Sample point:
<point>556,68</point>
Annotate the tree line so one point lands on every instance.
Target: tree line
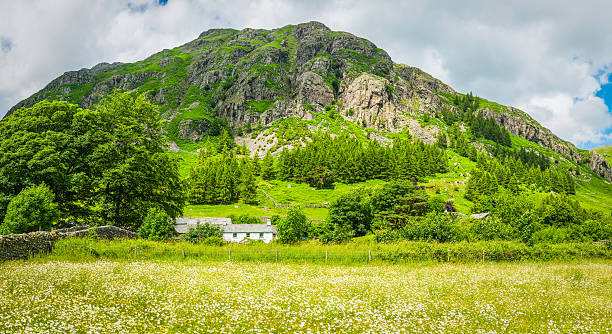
<point>106,164</point>
<point>326,160</point>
----------
WHAT THE TASK REQUIRES >>
The listing is to be repeated word for word, with all pictures omitted.

OUTPUT BELOW >>
Sample point:
<point>556,68</point>
Annotate the tree line so one point lands on every instance.
Target: tree line
<point>106,164</point>
<point>326,160</point>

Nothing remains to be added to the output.